### Trecho do texto

Tempo Rei!
Oh Tempo Rei!
Oh Tempo Rei!
Transformai
As velhas formas do viver
Ensinai-me
Oh Pai!
O que eu, ainda não sei
Mãe Senhora do Perpétuo
Socorrei!...
(Gilberto Gil / Tempo Rei)
Esquecida do ano novo e da celeridade de um janeiro quase ido, seus sentidos se voltavam, tão somente, para a brisa festiva daquela manhã, lhe saldando através da janela do ônibus.
A uma altura do caminho, o encontro céu-mar confundia-se num azul-cumplicidade. Momentos raros nos quais se deixava ir, sem indagar como, onde, por que...
Seguia em puro silêncio, numa harmonia gritante, quando um colega a cumprimentou, sentando-se ao seu lado.
Ali iniciaram uma conversa despretensiosa sobre a beleza do dia, o escaldante verão, o tempo decorrido desde a última vez que se encontraram – também no ônibus –, ambos a caminho do trabalho.

### Listagem fornecida
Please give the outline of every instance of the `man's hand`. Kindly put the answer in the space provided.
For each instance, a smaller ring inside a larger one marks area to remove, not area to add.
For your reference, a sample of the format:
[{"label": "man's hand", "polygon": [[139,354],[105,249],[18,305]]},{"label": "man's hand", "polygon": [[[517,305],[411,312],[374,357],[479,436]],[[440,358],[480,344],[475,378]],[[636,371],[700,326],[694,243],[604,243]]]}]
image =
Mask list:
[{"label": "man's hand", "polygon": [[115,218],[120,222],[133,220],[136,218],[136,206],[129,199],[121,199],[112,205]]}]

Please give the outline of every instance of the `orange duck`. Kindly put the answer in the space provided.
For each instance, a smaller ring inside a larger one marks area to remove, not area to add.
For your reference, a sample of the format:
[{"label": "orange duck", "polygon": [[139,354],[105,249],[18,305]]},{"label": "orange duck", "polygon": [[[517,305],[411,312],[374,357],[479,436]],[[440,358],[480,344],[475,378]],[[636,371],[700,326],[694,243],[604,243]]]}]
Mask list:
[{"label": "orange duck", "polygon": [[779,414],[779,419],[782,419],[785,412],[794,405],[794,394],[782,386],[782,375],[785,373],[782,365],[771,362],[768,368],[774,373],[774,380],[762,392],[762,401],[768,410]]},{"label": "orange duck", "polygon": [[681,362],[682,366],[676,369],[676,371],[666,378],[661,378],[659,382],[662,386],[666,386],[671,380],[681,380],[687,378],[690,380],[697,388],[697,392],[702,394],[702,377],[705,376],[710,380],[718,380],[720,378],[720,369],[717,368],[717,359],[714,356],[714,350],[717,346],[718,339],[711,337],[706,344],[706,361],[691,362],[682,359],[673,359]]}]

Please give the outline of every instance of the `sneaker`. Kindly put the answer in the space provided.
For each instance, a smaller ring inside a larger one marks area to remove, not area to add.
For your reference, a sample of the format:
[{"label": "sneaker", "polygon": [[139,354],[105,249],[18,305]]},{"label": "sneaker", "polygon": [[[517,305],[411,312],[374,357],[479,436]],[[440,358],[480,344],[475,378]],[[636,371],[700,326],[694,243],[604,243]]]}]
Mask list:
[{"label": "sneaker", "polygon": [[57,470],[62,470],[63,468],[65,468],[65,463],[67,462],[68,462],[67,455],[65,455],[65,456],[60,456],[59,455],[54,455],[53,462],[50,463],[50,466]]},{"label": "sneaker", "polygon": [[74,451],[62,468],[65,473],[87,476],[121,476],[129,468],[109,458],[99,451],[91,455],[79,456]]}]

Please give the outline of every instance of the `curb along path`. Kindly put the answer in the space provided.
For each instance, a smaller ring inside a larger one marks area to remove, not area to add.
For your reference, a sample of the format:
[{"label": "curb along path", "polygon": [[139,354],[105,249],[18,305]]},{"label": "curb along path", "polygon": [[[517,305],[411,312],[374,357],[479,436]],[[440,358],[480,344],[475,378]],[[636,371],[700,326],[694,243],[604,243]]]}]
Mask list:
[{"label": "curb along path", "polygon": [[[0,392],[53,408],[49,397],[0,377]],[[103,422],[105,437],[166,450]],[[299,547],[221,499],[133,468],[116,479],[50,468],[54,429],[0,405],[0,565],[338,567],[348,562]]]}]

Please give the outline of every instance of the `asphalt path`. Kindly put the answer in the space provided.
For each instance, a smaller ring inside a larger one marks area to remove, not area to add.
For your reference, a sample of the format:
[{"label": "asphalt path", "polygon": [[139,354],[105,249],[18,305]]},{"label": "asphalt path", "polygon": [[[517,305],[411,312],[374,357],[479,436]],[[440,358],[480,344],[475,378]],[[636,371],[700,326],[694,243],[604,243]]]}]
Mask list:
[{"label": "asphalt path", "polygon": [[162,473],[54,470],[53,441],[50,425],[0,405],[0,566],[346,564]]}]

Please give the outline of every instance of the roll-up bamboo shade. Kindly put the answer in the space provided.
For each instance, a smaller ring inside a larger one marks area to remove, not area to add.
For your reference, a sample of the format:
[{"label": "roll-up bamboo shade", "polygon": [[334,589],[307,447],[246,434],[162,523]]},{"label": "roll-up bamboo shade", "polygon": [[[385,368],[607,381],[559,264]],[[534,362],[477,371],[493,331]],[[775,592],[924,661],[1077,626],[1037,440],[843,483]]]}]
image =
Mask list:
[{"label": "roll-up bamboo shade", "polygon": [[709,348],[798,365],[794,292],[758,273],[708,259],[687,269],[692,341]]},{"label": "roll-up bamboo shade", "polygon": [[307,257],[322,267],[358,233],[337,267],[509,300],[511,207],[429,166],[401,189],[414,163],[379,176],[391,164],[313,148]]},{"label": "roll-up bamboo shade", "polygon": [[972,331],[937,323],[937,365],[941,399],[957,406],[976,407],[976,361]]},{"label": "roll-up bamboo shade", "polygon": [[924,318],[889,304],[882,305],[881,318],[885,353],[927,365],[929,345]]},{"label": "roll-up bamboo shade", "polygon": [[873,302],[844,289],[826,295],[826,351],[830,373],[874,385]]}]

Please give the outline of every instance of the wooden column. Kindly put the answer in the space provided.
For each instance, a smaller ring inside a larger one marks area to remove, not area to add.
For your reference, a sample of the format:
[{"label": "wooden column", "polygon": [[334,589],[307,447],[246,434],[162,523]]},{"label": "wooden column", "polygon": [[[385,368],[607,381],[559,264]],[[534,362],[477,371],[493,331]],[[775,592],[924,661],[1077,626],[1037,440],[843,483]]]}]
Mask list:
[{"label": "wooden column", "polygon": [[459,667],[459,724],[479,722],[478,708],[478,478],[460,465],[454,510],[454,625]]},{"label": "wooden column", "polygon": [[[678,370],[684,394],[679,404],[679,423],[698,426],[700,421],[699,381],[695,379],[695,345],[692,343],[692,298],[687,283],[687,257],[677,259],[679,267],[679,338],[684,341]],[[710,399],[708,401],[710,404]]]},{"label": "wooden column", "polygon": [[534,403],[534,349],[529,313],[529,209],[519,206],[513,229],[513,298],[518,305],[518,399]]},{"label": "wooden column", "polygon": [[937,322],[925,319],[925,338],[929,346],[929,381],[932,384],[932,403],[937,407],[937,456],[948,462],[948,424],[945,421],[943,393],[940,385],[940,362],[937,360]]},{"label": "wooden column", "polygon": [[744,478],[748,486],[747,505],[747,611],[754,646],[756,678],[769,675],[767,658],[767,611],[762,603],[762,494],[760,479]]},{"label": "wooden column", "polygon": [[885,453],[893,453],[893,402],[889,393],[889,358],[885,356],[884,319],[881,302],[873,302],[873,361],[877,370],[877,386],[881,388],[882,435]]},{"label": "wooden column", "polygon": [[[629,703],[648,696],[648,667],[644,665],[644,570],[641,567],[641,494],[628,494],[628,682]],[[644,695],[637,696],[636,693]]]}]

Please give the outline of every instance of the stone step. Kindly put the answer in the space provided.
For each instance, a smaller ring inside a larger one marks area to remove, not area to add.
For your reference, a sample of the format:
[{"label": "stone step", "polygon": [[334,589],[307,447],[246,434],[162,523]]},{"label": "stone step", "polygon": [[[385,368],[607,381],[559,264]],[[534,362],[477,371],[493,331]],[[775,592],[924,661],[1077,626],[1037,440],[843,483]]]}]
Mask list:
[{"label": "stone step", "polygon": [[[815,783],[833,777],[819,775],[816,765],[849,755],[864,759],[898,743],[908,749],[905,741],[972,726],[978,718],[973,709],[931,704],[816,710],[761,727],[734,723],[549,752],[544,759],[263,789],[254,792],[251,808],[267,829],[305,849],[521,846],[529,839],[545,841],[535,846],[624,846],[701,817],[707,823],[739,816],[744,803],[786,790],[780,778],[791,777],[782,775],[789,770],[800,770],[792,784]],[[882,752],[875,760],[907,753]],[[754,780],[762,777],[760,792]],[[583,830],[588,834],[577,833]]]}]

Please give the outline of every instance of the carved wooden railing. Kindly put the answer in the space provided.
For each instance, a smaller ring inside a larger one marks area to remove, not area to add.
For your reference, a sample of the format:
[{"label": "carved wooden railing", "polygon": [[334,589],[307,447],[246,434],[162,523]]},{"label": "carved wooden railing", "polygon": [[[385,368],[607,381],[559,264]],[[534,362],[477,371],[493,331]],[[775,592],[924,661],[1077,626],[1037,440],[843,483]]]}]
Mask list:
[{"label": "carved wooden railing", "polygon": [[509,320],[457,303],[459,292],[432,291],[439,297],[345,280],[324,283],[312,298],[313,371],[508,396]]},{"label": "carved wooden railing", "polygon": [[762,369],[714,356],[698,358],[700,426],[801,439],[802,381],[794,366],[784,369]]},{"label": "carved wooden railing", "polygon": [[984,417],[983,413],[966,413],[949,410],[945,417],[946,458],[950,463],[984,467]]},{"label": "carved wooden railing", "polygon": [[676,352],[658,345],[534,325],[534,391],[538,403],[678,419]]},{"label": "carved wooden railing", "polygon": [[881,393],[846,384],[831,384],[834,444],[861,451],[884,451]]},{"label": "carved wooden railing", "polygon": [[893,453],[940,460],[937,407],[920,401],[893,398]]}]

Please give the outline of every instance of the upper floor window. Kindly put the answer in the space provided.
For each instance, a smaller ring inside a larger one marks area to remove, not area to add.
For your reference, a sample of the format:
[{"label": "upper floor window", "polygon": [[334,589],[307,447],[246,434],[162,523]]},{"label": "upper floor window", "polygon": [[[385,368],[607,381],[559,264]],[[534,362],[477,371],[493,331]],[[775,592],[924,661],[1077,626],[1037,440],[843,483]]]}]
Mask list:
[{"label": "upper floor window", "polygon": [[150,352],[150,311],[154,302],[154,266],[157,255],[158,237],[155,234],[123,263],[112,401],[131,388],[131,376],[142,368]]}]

### Tarefa solicitada 1
No trecho do texto, troque "janela" por "vidraça" e reproduza tudo o que vai de "Transformai" até "onde, por que...".
### Tarefa solicitada 2
Dê continuidade ao texto sobre a conversa no ônibus a partir do ponto em que ele termina.
A listagem é um material separado do texto.

### Resposta 1
Transformai
As velhas formas do viver
Ensinai-me
Oh Pai!
O que eu, ainda não sei
Mãe Senhora do Perpétuo
Socorrei!...
(Gilberto Gil / Tempo Rei)
Esquecida do ano novo e da celeridade de um janeiro quase ido, seus sentidos se voltavam, tão somente, para a brisa festiva daquela manhã, lhe saldando através da vidraça do ônibus.
A uma altura do caminho, o encontro céu-mar confundia-se num azul-cumplicidade. Momentos raros nos quais se deixava ir, sem indagar como, onde, por que...

### Resposta 2
O destino final se aproximava, adiantou-se temendo perder a parada. Despediu-se do colega desejando reencontrá-lo para mais uma itinerante conversa matinal.
Nada fora do script. Tudo sob controle, supôs, até ser surpreendida por uma desconcertante e inesperada pergunta: – "E então, quais seus planos para 2009?"
Como pôde? Foi seu primeiro pensamento. Se já era difícil admitir intimamente a escassez de sonhos, a ausência de projetos, a incapacidade de idealizá-los, imagina fazê-lo publicamente, diante da curiosidade dos olhares de outros passageiros. Reabriu-se a Inquisição.
Tentando livrar-se do embaraço a que repentinamente se viu envolta, ensaiou uma resposta qualquer, a única possível na ocasião:
– "Bem", (quando se começa uma frase assim significa, no mínimo, que não há nada bem), "não fiz planos, não pensei a respeito, quis fazer diferente..." Que vexame! Que viagem!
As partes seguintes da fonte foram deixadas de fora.